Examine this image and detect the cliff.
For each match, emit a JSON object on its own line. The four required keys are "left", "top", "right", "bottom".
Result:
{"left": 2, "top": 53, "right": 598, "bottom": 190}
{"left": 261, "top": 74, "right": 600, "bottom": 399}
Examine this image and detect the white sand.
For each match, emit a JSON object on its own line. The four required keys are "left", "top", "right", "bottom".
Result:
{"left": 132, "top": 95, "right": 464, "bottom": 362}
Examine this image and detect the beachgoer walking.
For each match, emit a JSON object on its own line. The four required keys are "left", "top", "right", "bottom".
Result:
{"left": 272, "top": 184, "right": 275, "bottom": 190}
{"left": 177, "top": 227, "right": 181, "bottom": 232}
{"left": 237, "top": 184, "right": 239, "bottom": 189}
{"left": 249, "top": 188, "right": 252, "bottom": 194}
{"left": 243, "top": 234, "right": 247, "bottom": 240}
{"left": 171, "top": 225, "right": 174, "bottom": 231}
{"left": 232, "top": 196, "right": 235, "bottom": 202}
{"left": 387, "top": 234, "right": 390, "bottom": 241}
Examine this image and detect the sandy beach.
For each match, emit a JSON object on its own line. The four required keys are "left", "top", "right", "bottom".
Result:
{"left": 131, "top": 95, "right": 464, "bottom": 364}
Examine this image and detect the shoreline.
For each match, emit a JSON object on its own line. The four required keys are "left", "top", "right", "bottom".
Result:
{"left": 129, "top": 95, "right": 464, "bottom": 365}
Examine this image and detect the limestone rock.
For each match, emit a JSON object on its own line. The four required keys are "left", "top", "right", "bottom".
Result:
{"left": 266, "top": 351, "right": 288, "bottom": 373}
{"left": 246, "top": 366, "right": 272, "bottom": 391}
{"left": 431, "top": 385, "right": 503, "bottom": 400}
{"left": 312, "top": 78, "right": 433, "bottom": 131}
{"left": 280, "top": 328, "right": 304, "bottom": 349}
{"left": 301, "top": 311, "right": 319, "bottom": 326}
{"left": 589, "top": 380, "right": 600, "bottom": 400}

---+---

_EXERCISE DETAILS_: Beginning with the line that contains "Examine this image and detect the white sand.", each line of the records above through the last one must be printed word for word.

_TASK SOLUTION_:
Examine this image and detect the white sand.
For each match, emit a JSON object on its own line. The four required keys are "left", "top", "right", "bottom".
Result:
{"left": 132, "top": 95, "right": 464, "bottom": 362}
Examine this image and detect the beachgoer walking.
For each match, emit a JSON object on its own line. The four required keys are "left", "top", "right", "bottom".
Result:
{"left": 272, "top": 184, "right": 275, "bottom": 190}
{"left": 177, "top": 227, "right": 181, "bottom": 232}
{"left": 237, "top": 184, "right": 239, "bottom": 189}
{"left": 249, "top": 188, "right": 252, "bottom": 194}
{"left": 243, "top": 234, "right": 247, "bottom": 240}
{"left": 171, "top": 225, "right": 174, "bottom": 231}
{"left": 232, "top": 196, "right": 235, "bottom": 202}
{"left": 387, "top": 234, "right": 390, "bottom": 241}
Examine this image and detect the sandy beach.
For each match, emit a JSON object on its own line. The four required keys are "left", "top", "right", "bottom".
Result:
{"left": 131, "top": 95, "right": 464, "bottom": 364}
Examine this image and detect the shoreline.
For each match, emit a JSON object on its own line. The four required keys are "left", "top", "right", "bottom".
Result:
{"left": 129, "top": 95, "right": 464, "bottom": 365}
Examine this image and detect the limestone rock.
For each match, emit a JSON object on its own line. The four required keys are "left", "top", "right", "bottom".
Result:
{"left": 266, "top": 351, "right": 288, "bottom": 373}
{"left": 246, "top": 366, "right": 272, "bottom": 391}
{"left": 431, "top": 385, "right": 503, "bottom": 400}
{"left": 312, "top": 78, "right": 433, "bottom": 131}
{"left": 280, "top": 328, "right": 304, "bottom": 349}
{"left": 301, "top": 311, "right": 319, "bottom": 326}
{"left": 589, "top": 380, "right": 600, "bottom": 400}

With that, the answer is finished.